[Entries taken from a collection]
Start
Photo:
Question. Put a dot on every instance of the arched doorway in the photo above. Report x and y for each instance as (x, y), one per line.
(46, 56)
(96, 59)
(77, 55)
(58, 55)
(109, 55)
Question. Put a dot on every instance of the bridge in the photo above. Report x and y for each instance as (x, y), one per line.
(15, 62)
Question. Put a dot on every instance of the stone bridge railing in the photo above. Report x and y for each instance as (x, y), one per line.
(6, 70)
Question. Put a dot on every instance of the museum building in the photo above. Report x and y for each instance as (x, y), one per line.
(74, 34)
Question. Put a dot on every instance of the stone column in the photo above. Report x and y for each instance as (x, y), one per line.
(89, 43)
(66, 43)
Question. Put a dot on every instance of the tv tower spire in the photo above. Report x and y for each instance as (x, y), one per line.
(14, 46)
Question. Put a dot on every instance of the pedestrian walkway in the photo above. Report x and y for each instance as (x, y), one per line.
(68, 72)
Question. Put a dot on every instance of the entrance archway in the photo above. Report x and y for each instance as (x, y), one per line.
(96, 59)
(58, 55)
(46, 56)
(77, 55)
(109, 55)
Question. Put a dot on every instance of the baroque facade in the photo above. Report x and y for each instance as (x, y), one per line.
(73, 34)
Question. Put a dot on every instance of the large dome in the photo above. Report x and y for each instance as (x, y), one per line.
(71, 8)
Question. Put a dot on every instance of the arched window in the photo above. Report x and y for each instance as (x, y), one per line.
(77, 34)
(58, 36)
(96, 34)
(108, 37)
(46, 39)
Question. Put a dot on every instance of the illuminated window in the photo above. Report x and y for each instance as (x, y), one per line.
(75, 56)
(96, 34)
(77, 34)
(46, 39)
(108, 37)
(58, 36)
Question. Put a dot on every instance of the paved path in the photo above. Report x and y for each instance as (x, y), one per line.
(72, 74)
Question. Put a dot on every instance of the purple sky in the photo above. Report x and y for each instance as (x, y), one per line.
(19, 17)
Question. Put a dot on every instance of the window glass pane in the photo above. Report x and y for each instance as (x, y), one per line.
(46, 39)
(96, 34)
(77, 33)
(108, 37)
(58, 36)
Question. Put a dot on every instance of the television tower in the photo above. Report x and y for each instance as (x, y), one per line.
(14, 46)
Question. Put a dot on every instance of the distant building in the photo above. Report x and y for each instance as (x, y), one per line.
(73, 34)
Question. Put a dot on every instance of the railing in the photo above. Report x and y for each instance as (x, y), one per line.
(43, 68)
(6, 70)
End
Turn every line of the records above into a JSON list of strings, one string per line, with blank lines omitted.

[
  "Photo:",
  "Question. Put a dot on every instance of the arched doorway in the photo above. Report x and y for each instance as (x, y), one per line.",
  "(46, 56)",
  "(96, 59)",
  "(77, 55)",
  "(58, 55)",
  "(109, 55)",
  "Question. Put a dot on every instance of the bridge in the photo above. Report x and y for each instance as (x, y), one per line.",
  "(15, 62)",
  "Question. Put a dot on every instance of the stone bridge railing in the photo above. Report x and y for each instance as (x, y), one per line.",
  "(6, 70)",
  "Question. Put a dot on every instance of the museum building in the photo above. Report x and y for each instance as (x, y), one per line.",
  "(74, 34)",
  "Question. Put a dot on every instance of the stone column in the photo above. Report x and y for each instance as (x, y), one per line.",
  "(89, 43)",
  "(66, 43)",
  "Question. Put a dot on every instance of the tv tower spire in the photo above. Report x and y for each instance as (x, y), one per line.",
  "(14, 46)",
  "Question. Put a dot on every instance of the pedestrian walkway in the photo above. Report x and y for each instance as (x, y), one per line.",
  "(68, 72)",
  "Question. Put a dot on every instance of the entrance archway in the photo above. Report x and y for each instance as (x, y), one per line.",
  "(96, 59)",
  "(58, 55)",
  "(46, 56)",
  "(77, 55)",
  "(109, 55)",
  "Question. Put a dot on every instance of the baroque facade in the photo above. Report x and y for each instance as (x, y), one per line.",
  "(73, 34)",
  "Question. Put a dot on every instance of the large dome in the photo above. Report x and y for each instance as (x, y), one per line.",
  "(71, 8)",
  "Question. Put a dot on every instance of the arched window in the photo above. Report x and y for each instance as (x, y), one per line.",
  "(77, 34)",
  "(58, 36)",
  "(96, 34)",
  "(108, 37)",
  "(46, 39)",
  "Question. Put a dot on every instance of the illuminated window in the photo above. Report x and y for each instance as (x, y), one per line.",
  "(75, 56)",
  "(96, 34)",
  "(77, 34)",
  "(46, 39)",
  "(108, 37)",
  "(58, 36)",
  "Question. Put a dot on every instance of the paved path in the photo above. Report x and y for each instance as (x, y), one per line.",
  "(72, 74)",
  "Question. Put a dot on every instance of the purple sky in the photo above. Report x and y for each instance as (x, y), one per line.",
  "(19, 17)",
  "Question. Put a dot on every instance of the window glass pane in the photo above. Report x and y for each instance as (x, y), one per line.",
  "(46, 39)",
  "(96, 34)",
  "(77, 33)",
  "(108, 37)",
  "(58, 36)",
  "Question. Put a dot on every instance of the television tower in the photo above. Report x and y for each instance as (x, y), one per line.",
  "(14, 46)",
  "Question. Put a dot on every instance of the distant building in the photo above. Report x and y for each instance as (x, y), one per line.",
  "(73, 34)",
  "Question. Put a dot on every instance of the railing in the photo above. Report x and y for each instance as (x, y), one per line.",
  "(43, 68)",
  "(6, 70)"
]